* SHORT TASK *
Please set down the part of the ANNA K4 text below from "This OS is the" up to and including "tiny 168K footprint.", word for word.

* PASSAGE GIVEN *

--- BEGIN ---

The graphics engine and the 3D desktop

Anna K4 compiling rendering and animating 3D structures.

The desktop of ANNA K4 and the Kernel's video driver have native 3D support. All windows are in fact cubes, all graphic elements have a Z position. This means that an editor can coexist with a 3D structure, and can both be blended into the video-driver's z-buffer. The screenshot above was taken from an application of ANNA K4 that also links with a compiler for Berkley SAP definition texts, which is not natively supported by K4.

Remote control and terminal services

The desktop of ANNA K4 is recursive. One may open new instances of the desktop in separate windows. Any object can be remote controlled from the system browser by piping the keyboard into it. The text-mode desktop can be driven out over the serial communications to an ANSI terminal. ANNA K4 is natively multi-user. One desktop can connect to various other computers and acquire desktop sessions to it.

ANNA K4 In a nutshell

This OS is the accumulation point of a tremendous amount of core technology, has a wealth of features, the tightest most elegant design and the tiny 168K footprint.

--- END ---

* DATASET *
--- BEGIN ---

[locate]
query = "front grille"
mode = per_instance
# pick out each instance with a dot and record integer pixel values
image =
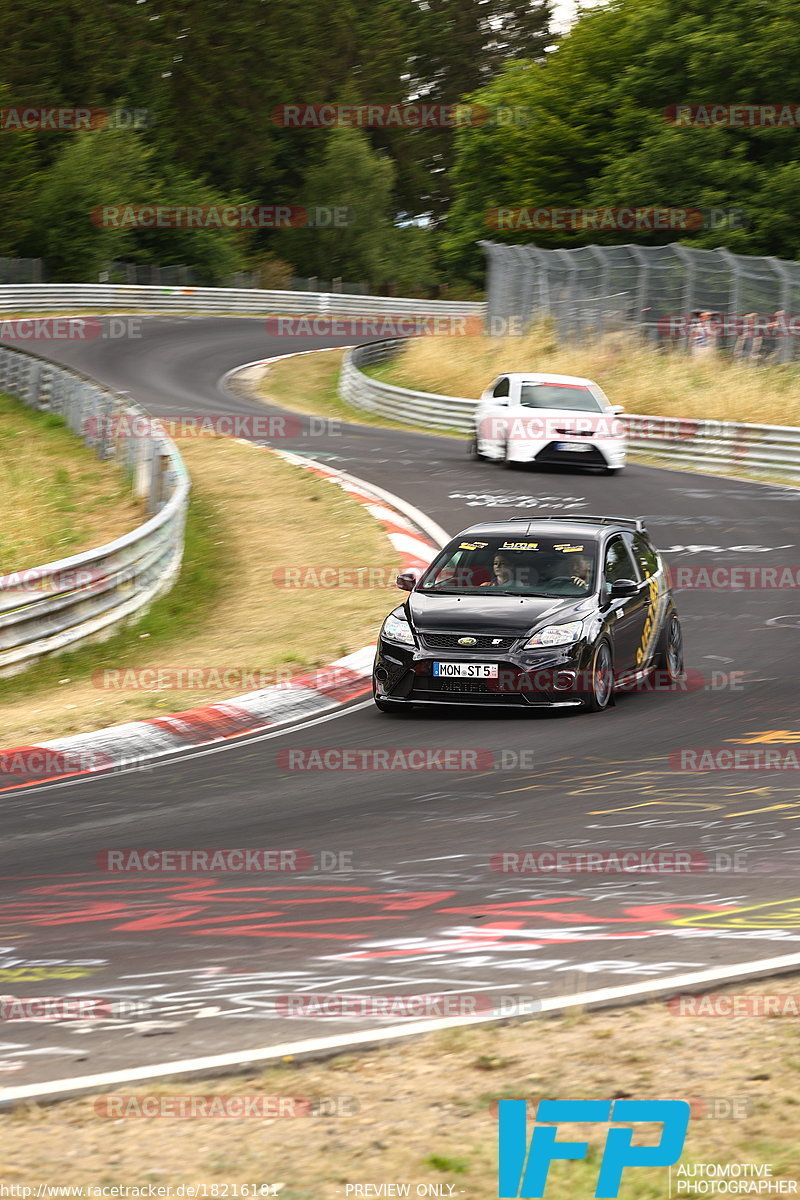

--- END ---

* ANSWER FOR THE TASK *
This OS is the accumulation point of a tremendous amount of core technology, has a wealth of features, the tightest most elegant design and the tiny 168K footprint.